+++ PROVIDED INFORMATION +++
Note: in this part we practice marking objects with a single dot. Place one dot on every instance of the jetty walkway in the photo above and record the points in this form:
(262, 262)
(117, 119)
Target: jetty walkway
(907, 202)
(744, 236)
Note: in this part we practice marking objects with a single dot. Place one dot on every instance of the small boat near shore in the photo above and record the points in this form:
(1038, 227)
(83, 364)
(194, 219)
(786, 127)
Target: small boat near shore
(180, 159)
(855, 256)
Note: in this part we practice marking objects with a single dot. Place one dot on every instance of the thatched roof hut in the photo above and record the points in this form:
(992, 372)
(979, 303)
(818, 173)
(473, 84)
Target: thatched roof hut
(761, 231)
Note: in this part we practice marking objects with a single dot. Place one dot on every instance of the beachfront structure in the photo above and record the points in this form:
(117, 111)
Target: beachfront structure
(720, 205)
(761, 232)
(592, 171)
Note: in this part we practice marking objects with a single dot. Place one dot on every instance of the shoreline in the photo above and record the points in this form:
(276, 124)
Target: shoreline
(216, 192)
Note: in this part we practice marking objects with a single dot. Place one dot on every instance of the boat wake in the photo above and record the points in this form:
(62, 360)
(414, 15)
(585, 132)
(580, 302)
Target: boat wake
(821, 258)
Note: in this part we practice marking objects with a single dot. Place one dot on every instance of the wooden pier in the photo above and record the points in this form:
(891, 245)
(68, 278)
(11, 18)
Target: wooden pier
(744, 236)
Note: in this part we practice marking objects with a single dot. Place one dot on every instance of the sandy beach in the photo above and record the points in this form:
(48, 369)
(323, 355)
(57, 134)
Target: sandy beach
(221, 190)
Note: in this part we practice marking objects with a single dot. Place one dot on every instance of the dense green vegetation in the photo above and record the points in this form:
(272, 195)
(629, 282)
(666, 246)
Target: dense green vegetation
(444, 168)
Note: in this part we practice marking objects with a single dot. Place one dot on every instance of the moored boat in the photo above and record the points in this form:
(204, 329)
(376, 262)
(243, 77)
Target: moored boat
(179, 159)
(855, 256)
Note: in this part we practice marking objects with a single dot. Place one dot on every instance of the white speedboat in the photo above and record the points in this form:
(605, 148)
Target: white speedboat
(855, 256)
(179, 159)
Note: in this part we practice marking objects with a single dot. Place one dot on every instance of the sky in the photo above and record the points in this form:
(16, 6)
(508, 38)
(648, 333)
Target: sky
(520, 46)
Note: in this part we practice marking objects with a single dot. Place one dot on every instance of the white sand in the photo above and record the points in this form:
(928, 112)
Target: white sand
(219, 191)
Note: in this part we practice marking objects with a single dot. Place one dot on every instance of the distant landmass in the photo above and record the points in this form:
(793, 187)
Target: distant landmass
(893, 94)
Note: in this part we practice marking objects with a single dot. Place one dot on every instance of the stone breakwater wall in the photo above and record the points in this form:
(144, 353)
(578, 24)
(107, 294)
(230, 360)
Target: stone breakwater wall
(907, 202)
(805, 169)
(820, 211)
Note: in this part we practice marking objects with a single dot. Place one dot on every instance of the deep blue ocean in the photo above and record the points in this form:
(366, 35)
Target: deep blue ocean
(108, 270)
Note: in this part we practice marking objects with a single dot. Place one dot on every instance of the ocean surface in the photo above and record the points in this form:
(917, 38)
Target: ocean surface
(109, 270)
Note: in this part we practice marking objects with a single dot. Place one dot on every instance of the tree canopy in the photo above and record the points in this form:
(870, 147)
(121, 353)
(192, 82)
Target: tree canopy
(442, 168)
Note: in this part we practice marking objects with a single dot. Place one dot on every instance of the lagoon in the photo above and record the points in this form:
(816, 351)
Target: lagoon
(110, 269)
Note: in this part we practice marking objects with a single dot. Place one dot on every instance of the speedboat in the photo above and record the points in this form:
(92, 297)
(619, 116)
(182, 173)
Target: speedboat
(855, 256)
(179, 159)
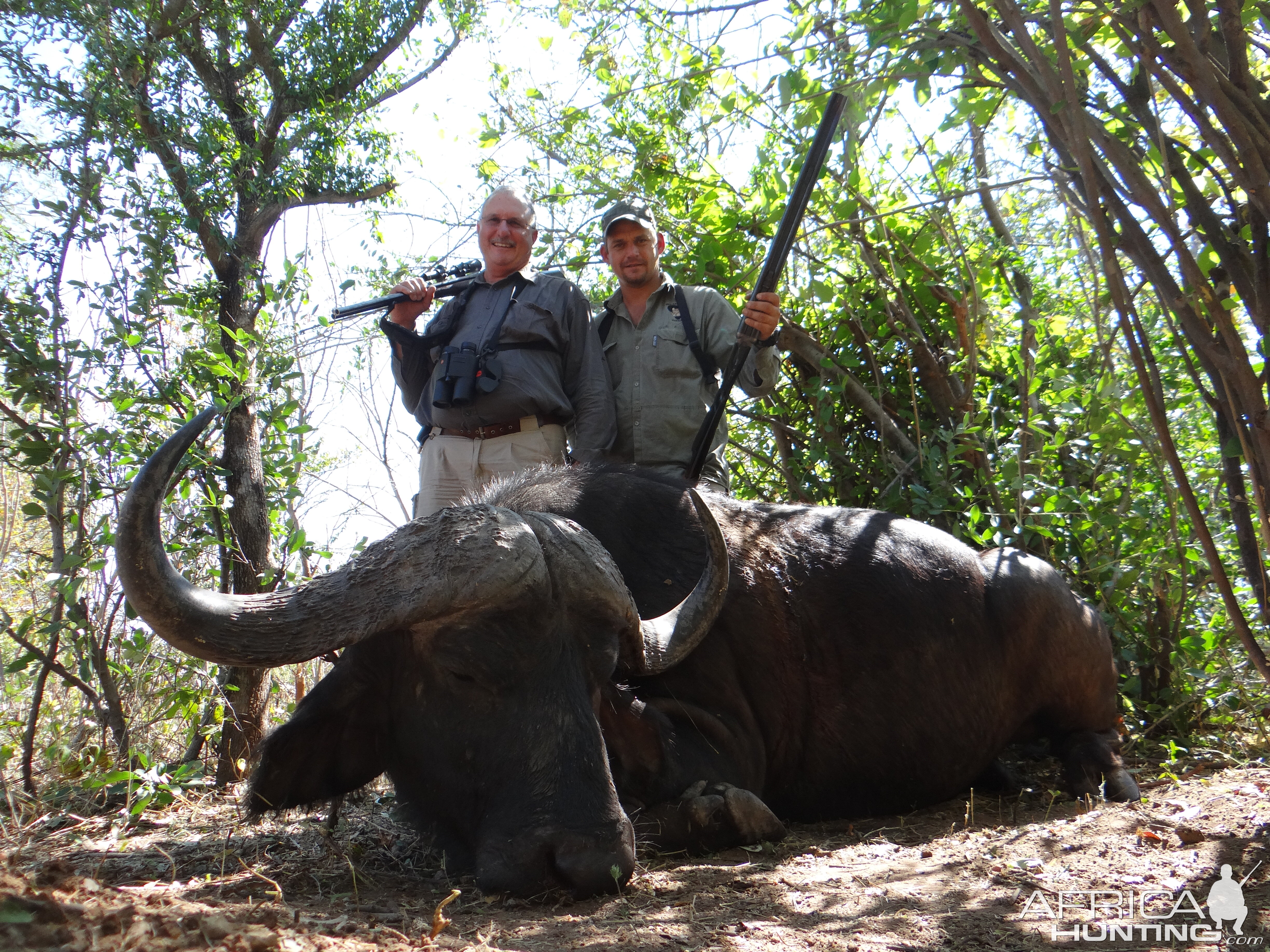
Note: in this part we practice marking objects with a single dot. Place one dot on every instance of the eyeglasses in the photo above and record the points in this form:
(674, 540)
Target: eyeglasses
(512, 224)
+++
+++ PROVIDED INFORMATION +++
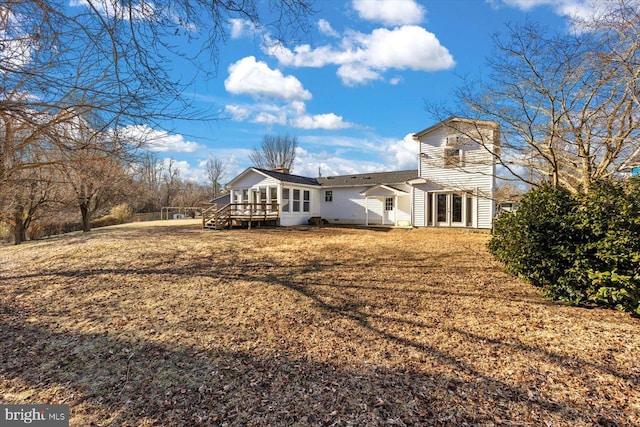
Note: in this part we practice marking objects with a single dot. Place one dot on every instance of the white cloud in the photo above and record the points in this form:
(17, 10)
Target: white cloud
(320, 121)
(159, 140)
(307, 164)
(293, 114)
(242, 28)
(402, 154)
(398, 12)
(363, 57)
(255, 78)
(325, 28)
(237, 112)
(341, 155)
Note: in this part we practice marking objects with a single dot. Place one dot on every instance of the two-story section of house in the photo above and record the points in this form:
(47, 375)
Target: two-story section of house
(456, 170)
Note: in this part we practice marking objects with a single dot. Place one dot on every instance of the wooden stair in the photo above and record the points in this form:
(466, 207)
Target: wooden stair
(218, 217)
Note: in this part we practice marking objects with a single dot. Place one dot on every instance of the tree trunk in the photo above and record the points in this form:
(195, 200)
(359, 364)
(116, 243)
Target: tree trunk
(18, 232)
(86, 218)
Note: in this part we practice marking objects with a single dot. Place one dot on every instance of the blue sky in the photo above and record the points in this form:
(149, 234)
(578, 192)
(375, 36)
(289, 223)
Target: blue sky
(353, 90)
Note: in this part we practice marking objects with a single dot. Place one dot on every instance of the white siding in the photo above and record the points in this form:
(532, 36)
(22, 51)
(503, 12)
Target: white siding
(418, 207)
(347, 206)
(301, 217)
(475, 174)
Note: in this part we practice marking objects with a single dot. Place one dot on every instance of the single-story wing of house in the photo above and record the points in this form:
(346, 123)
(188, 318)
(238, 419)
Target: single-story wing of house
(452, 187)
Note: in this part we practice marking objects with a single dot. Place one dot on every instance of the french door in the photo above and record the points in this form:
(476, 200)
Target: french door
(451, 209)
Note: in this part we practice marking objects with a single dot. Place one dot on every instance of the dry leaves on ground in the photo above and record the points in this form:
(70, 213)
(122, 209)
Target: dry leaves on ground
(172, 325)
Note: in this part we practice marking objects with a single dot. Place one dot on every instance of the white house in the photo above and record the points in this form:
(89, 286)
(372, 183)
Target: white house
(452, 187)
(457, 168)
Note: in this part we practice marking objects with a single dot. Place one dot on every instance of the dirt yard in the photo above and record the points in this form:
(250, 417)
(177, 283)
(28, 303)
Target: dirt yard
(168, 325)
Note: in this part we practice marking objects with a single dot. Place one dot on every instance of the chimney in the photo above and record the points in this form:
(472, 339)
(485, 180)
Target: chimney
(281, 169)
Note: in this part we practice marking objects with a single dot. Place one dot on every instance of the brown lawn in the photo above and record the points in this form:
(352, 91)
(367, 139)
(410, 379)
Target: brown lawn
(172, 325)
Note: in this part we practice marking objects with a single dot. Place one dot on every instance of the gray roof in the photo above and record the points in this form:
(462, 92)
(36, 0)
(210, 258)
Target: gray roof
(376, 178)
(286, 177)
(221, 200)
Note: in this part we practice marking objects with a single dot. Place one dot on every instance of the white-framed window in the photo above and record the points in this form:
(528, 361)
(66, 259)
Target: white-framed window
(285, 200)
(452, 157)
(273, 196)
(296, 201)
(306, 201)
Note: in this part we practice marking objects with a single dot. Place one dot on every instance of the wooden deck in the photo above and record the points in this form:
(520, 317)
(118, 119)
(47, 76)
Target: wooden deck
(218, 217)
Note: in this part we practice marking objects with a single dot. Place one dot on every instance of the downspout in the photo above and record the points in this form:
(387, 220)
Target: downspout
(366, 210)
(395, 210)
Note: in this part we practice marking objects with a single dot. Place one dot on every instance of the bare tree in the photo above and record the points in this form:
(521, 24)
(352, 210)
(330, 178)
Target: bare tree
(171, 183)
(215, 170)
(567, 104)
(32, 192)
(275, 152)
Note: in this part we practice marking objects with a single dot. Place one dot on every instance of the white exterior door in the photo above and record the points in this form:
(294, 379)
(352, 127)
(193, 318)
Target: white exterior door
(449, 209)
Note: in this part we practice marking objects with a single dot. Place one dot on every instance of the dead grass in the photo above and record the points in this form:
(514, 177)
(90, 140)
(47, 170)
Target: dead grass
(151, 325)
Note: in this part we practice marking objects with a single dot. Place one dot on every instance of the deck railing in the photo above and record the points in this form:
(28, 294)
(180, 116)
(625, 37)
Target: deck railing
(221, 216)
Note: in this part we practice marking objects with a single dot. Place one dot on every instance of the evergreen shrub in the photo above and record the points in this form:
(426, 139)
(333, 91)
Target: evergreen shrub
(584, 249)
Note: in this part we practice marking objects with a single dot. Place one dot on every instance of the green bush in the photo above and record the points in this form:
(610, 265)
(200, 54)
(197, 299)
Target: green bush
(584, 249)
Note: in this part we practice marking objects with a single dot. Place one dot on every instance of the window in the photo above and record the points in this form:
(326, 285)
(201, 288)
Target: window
+++
Only the lines above from the one with "Target: white exterior door" up to and including the one with "Target: window" should be repeated, exactly as written.

Target: white exterior door
(449, 209)
Note: in this part we practice marking objects with a single dot. Place one dot on every instance of the dead grass in the photo above and record the points in this form:
(514, 177)
(90, 140)
(47, 170)
Target: dead grass
(151, 325)
Note: in this part we practice marking objects with a single dot. Place one dot on every instance of the deck railing in the photo above and record the points in this form:
(28, 294)
(180, 116)
(625, 37)
Target: deck railing
(221, 216)
Note: in this part we practice marking objects with a single dot. Place one dot on every instance of the evergreen shrub in the photo above and record the points in this form:
(426, 139)
(333, 91)
Target: evergreen shrub
(584, 249)
Note: in this part we practice marking objects with a single dot. Place one dot on every instance of the green bush in the photo above and record the points in this form:
(610, 265)
(200, 54)
(197, 299)
Target: green bush
(584, 249)
Note: in this part we practice marking objects with a single dot. Place one dot on every instance of the window in the photo above and record the points in this form:
(326, 285)
(201, 288)
Target: window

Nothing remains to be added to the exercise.